Given exercise – Reproduce the records exactly.

(Location annotation dataset excerpts)
= = = =
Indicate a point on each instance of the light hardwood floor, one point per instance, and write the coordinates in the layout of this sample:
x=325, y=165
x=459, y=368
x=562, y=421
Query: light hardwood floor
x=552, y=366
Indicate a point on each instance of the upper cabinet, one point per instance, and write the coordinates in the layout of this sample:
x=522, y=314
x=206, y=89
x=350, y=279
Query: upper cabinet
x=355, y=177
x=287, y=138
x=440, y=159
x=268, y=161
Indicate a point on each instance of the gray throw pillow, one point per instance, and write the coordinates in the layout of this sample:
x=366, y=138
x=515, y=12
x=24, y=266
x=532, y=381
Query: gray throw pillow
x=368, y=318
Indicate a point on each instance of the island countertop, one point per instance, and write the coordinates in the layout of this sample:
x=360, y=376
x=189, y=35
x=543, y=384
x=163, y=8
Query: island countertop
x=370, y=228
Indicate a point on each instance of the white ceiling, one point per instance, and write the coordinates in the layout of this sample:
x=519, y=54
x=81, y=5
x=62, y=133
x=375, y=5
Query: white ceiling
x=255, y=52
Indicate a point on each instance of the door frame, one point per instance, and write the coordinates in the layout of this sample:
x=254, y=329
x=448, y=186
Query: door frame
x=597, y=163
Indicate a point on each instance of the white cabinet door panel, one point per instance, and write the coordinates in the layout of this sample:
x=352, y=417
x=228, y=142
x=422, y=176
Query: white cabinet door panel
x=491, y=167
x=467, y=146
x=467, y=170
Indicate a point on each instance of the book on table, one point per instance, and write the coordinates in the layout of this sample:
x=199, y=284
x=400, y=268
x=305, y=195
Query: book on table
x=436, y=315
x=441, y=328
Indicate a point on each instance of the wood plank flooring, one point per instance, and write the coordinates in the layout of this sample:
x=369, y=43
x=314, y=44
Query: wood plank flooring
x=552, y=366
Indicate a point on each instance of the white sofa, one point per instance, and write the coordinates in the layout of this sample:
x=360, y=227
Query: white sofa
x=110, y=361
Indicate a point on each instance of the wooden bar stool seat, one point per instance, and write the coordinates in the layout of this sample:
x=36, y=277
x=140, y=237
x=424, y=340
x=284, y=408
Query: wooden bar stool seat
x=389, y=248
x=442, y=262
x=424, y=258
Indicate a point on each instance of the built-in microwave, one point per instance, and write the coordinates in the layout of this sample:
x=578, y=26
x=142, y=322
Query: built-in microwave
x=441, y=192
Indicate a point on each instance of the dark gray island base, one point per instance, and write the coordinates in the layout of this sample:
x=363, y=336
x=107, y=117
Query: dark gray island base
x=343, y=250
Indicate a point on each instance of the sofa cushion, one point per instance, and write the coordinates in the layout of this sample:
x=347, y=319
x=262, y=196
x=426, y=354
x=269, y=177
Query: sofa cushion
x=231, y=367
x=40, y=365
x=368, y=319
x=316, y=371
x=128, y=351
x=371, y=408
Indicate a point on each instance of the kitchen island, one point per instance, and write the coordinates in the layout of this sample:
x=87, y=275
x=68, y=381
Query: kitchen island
= = = =
Output –
Indicate a point on each instance of the light hardwood floor, one point per instance, and write the coordinates in the layout of this sample:
x=325, y=165
x=459, y=368
x=562, y=421
Query: light hardwood floor
x=552, y=366
Indicate a point on each instance of the upper cabinet, one point per instance, and write the coordinates in the layout of this sample:
x=522, y=314
x=206, y=89
x=350, y=279
Query: upper cabinet
x=355, y=177
x=287, y=138
x=440, y=159
x=268, y=161
Indicate a point on each instance of the gray throw pillow, one point per instance, and write the coordinates in the layout of this sample:
x=366, y=138
x=515, y=12
x=24, y=266
x=532, y=381
Query: gray throw pillow
x=368, y=318
Indicate a point on each instance of the island countertop, one point per instance, and write the coordinates in the layout of this sample:
x=360, y=376
x=189, y=35
x=543, y=384
x=163, y=8
Query: island countertop
x=370, y=228
Indicate a point on each instance of the white ceiling, one point per instance, and write the coordinates in the layout of this sample:
x=519, y=54
x=81, y=5
x=62, y=133
x=375, y=5
Query: white ceiling
x=255, y=52
Indicate a point on each instance of the door frame, one point per instance, and write the coordinates in the layout of this sample:
x=254, y=329
x=448, y=186
Query: door frame
x=597, y=163
Indicate a point on each instance of the white cabinet door panel, one point per instance, and write the coordinates in the layout of this sample:
x=352, y=417
x=228, y=142
x=422, y=176
Query: white cabinet door panel
x=491, y=167
x=467, y=146
x=467, y=170
Indicate a point on each instance of the book on table, one point per instance, and write the coordinates in the layout of this sample:
x=199, y=284
x=400, y=268
x=305, y=195
Query: book on table
x=436, y=315
x=441, y=328
Indicate a point on each instance of the wood plank flooring, one point per instance, and write the coordinates in the layout of this sample:
x=369, y=43
x=314, y=44
Query: wood plank flooring
x=552, y=366
Indicate a point on each instance of the white sofa, one point per instance, and write the coordinates in the layout of this sample:
x=360, y=227
Query: white sofa
x=110, y=361
Indicate a point on each instance of the wooden bar stool seat, one point per instance, and write the coordinates in the layout of this sample:
x=36, y=277
x=140, y=237
x=424, y=340
x=284, y=408
Query: wooden bar stool seat
x=389, y=248
x=442, y=262
x=424, y=258
Indicate a point on each instance of the built-in microwave, one point per instance, and write the coordinates in the layout of this sample:
x=578, y=26
x=142, y=322
Query: built-in microwave
x=441, y=192
Indicate a point on each instance of the dark gray island base, one point per instance, and write the coordinates in the layout of this sample:
x=363, y=336
x=107, y=117
Query: dark gray island base
x=343, y=250
Indicate a point on each instance of the sofa cushion, one point per instance, and write the coordinates in the layout of this sample:
x=347, y=319
x=262, y=196
x=426, y=354
x=269, y=177
Query: sofa cushion
x=231, y=367
x=40, y=365
x=368, y=319
x=316, y=371
x=128, y=351
x=371, y=408
Indicate a point on each instance of the kitchen island, one point per instance, and write the coordinates in the layout of this sample:
x=87, y=275
x=68, y=381
Query: kitchen island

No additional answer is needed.